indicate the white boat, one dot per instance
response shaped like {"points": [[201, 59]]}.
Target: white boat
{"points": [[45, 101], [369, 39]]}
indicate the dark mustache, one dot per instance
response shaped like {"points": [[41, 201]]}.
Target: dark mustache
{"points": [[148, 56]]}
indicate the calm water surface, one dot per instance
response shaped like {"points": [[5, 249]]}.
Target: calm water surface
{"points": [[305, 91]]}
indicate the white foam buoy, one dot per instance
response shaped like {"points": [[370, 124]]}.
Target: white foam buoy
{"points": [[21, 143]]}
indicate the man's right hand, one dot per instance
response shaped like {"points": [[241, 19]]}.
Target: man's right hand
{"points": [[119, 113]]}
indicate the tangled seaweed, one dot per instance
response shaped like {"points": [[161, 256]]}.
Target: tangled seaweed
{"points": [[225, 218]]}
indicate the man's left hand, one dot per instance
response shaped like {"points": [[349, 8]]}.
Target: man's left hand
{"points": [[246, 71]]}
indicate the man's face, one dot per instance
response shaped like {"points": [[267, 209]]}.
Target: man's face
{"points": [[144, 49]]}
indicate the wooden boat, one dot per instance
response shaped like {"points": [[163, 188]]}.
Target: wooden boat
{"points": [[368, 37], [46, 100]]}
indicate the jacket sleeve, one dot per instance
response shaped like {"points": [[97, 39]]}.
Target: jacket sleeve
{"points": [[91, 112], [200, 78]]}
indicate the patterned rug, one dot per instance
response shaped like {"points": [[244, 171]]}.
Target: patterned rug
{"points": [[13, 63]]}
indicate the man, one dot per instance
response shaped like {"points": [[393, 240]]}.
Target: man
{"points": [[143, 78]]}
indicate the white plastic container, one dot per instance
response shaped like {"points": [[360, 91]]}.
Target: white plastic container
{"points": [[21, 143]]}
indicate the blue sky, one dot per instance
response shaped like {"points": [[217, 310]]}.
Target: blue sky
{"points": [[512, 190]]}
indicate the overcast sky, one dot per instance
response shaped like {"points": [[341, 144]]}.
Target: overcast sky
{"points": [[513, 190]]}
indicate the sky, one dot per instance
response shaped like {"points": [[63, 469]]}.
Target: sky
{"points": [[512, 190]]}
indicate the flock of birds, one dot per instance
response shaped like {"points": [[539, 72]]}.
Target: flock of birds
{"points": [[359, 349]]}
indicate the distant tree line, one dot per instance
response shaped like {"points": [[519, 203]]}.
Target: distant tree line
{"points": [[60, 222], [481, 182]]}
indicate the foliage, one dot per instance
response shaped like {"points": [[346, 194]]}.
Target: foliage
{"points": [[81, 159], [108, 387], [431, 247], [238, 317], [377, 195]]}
+===+
YOUR OBJECTIVE:
Beginning with the very first line of the material, please return exactly each line down to and including the one with "indicate the blue sky, one dot per instance".

REPLY TO THE EXERCISE:
indicate the white boat, one dot per instance
response shaped like {"points": [[201, 59]]}.
Target: white boat
{"points": [[45, 101], [369, 39]]}
indicate the dark mustache, one dot per instance
response shaped like {"points": [[41, 201]]}.
Target: dark mustache
{"points": [[148, 56]]}
indicate the calm water surface, one dot per instance
response shaped like {"points": [[5, 249]]}.
Target: calm water surface
{"points": [[305, 91]]}
indicate the white foam buoy, one dot per instance
response shaped like {"points": [[370, 124]]}.
Target: white foam buoy
{"points": [[21, 143]]}
indicate the man's right hand, one dot per instance
response shaped like {"points": [[241, 19]]}.
Target: man's right hand
{"points": [[119, 113]]}
indicate the tangled seaweed, one dot per instance
response shaped like {"points": [[161, 256]]}.
Target: tangled seaweed
{"points": [[225, 218]]}
indicate the man's left hand, one dot per instance
response shaped like {"points": [[349, 8]]}.
Target: man's left hand
{"points": [[246, 71]]}
indicate the man's face, one dot per instance
response shaped like {"points": [[267, 209]]}.
Target: man's face
{"points": [[144, 49]]}
indicate the wooden boat, one dot per instance
response shaped like {"points": [[163, 188]]}.
Target: wooden boat
{"points": [[368, 37], [46, 100]]}
indicate the jacket sleeve, one dot per instance
response shaped like {"points": [[97, 39]]}.
Target: jacket sleeve
{"points": [[91, 112], [200, 78]]}
indicate the patterned rug, one dot per instance
response shaped like {"points": [[244, 171]]}.
Target: patterned rug
{"points": [[13, 63]]}
indicate the man, one dot per instance
response shaped like {"points": [[393, 240]]}.
Target: man
{"points": [[143, 78]]}
indicate the white plastic container, one dot per instance
response shaped like {"points": [[360, 91]]}.
Target: white plastic container
{"points": [[21, 143]]}
indicate the blue sky, one dot per instance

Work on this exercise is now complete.